TASK TO CARRY OUT: Extract every line of the records below that contains the word "tree". Treat uppercase and lowercase as different.

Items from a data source
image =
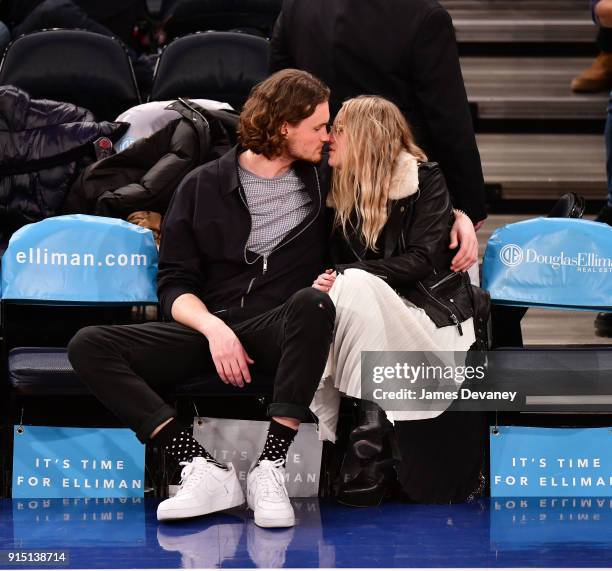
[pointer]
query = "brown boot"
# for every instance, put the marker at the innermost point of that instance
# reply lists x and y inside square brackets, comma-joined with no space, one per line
[598,77]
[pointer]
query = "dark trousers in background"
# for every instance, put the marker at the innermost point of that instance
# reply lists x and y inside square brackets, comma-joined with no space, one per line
[123,365]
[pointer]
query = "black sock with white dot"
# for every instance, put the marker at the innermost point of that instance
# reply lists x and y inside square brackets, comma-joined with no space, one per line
[179,443]
[278,441]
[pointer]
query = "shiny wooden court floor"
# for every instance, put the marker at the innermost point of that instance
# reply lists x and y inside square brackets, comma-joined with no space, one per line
[492,533]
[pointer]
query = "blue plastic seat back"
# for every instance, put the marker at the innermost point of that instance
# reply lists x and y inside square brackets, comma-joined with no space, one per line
[80,259]
[549,262]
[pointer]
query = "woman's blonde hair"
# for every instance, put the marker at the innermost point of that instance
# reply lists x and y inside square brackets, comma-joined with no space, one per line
[375,133]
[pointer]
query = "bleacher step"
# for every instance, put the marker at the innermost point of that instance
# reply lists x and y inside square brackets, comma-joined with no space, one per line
[544,166]
[529,88]
[511,21]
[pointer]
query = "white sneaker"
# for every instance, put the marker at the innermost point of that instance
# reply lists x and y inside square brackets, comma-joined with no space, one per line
[205,488]
[267,495]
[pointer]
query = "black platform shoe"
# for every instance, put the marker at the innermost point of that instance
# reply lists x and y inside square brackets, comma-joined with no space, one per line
[368,468]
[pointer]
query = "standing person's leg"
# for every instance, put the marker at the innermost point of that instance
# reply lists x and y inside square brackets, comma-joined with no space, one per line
[598,76]
[605,215]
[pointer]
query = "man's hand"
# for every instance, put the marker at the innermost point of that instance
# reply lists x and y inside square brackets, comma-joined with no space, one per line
[325,281]
[231,360]
[463,235]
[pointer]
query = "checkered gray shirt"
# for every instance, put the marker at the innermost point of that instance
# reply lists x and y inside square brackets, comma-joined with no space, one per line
[277,205]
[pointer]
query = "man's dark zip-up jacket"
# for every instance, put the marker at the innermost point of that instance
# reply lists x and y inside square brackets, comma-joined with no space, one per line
[203,249]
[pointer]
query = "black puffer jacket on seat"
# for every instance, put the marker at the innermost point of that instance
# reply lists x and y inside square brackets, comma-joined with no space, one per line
[43,146]
[145,175]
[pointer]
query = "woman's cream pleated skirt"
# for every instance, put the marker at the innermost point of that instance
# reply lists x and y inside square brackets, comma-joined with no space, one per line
[371,316]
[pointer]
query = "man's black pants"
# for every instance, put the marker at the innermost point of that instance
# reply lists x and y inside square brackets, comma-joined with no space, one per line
[124,364]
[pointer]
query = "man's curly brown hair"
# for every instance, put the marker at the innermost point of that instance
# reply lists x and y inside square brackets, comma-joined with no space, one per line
[290,95]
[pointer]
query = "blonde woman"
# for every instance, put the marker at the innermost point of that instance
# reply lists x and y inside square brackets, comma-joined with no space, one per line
[392,275]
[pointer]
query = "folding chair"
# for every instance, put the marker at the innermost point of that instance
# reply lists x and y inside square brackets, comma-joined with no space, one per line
[183,17]
[77,66]
[57,276]
[223,66]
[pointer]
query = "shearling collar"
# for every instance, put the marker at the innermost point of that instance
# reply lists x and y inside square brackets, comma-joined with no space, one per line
[404,180]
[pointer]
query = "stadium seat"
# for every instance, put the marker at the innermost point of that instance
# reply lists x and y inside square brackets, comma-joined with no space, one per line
[187,16]
[67,272]
[77,66]
[223,66]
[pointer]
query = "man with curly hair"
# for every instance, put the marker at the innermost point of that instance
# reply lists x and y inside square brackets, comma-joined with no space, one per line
[242,241]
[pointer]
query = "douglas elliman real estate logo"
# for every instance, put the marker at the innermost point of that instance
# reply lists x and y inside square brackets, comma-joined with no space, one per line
[513,255]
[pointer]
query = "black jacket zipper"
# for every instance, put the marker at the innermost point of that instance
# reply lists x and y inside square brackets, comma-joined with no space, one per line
[265,258]
[452,315]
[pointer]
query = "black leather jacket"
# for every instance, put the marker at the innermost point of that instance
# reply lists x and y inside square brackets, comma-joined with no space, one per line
[414,257]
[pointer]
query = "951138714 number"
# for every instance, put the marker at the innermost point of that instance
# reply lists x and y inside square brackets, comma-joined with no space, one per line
[34,557]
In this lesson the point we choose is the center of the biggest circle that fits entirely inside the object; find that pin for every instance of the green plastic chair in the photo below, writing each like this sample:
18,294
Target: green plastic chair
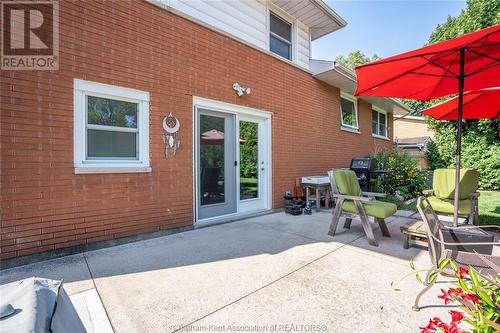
441,197
350,200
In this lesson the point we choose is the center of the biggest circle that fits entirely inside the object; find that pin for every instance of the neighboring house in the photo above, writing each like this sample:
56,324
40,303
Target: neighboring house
406,126
417,147
83,147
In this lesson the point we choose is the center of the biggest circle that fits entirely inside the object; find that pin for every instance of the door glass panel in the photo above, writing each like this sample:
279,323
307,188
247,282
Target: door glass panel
211,160
249,160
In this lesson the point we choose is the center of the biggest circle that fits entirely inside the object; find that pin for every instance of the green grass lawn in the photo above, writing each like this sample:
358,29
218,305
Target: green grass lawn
489,207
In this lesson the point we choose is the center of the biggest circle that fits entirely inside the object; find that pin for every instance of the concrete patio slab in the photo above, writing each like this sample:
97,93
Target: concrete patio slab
180,276
273,269
346,291
72,269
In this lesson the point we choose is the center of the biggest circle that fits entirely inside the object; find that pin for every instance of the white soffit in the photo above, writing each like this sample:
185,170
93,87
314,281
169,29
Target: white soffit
317,15
345,79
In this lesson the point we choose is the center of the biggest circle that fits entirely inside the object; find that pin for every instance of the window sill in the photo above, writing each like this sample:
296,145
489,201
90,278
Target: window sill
95,170
380,137
350,129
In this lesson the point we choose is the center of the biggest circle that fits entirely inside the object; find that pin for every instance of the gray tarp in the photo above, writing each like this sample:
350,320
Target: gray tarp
41,305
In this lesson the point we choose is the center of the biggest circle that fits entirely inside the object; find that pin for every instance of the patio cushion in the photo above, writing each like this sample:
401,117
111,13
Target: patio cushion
347,182
380,209
443,183
446,205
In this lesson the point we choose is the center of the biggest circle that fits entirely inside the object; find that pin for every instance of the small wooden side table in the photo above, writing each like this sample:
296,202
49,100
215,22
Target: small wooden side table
414,234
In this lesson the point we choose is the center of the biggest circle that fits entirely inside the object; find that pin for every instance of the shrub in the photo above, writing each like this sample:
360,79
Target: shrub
476,296
402,174
480,149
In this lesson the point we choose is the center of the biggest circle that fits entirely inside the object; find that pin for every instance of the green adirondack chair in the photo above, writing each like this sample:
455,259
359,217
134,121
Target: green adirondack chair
443,190
351,201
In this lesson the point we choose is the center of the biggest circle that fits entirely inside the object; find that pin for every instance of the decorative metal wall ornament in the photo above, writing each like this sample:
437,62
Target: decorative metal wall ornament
171,125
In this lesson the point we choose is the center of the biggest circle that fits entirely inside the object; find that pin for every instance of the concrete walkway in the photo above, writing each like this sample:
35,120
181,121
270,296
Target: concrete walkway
270,273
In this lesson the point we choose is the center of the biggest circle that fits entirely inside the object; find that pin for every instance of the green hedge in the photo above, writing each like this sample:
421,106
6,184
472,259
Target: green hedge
480,149
403,174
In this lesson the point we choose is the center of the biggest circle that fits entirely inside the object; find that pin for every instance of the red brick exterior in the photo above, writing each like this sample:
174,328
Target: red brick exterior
45,206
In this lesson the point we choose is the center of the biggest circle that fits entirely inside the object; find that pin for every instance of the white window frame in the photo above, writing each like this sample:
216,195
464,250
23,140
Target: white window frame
292,24
82,164
379,111
354,100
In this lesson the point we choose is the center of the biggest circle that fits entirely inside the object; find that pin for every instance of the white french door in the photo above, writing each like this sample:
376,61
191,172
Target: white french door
253,166
232,159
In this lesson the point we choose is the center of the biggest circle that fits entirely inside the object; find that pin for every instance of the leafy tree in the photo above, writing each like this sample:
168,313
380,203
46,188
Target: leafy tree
481,138
355,58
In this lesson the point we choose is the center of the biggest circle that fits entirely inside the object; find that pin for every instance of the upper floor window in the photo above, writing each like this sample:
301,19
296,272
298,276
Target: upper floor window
280,39
111,128
349,112
379,123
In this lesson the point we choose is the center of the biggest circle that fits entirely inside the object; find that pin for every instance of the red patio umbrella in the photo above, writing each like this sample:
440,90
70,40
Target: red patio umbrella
468,62
481,104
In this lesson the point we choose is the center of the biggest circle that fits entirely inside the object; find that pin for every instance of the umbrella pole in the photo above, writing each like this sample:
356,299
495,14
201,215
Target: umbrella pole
459,137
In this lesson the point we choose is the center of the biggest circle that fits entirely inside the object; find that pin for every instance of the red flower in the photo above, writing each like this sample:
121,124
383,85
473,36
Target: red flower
456,316
463,272
471,298
437,325
451,294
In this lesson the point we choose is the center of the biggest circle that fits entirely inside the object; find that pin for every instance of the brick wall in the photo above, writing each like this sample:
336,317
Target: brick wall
411,128
134,44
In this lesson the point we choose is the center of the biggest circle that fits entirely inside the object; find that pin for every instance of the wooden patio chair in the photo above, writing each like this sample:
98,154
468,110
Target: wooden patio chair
484,264
443,190
351,201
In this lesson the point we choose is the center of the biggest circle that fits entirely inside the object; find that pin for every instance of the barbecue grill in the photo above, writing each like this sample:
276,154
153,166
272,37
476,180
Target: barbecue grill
365,171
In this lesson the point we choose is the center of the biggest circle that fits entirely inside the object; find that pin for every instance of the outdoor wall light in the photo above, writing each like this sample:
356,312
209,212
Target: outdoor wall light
241,90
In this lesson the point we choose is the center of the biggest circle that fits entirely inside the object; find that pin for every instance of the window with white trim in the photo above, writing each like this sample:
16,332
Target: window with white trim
111,128
280,38
379,123
349,112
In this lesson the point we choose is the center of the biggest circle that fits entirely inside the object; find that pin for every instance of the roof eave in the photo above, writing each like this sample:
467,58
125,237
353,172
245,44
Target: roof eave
334,68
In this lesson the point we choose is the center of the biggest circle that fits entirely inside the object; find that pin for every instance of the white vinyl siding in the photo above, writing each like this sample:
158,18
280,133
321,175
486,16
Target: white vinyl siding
349,112
247,20
243,19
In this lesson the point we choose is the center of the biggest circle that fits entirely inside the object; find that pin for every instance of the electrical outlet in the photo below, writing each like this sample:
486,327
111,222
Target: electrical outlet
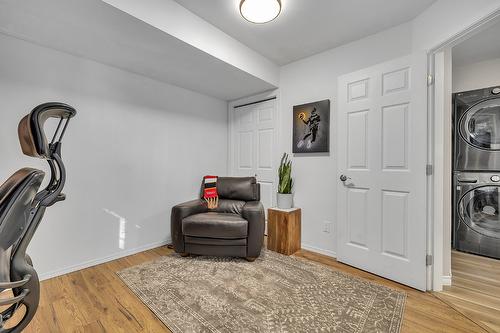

FULL RESPONSE:
In this lesson the point we choose is the center of the biggest circle that fits entirely inside the object; find that pin for every instance of the leafy tree in the photo above, writing each like this sample:
Target: leafy tree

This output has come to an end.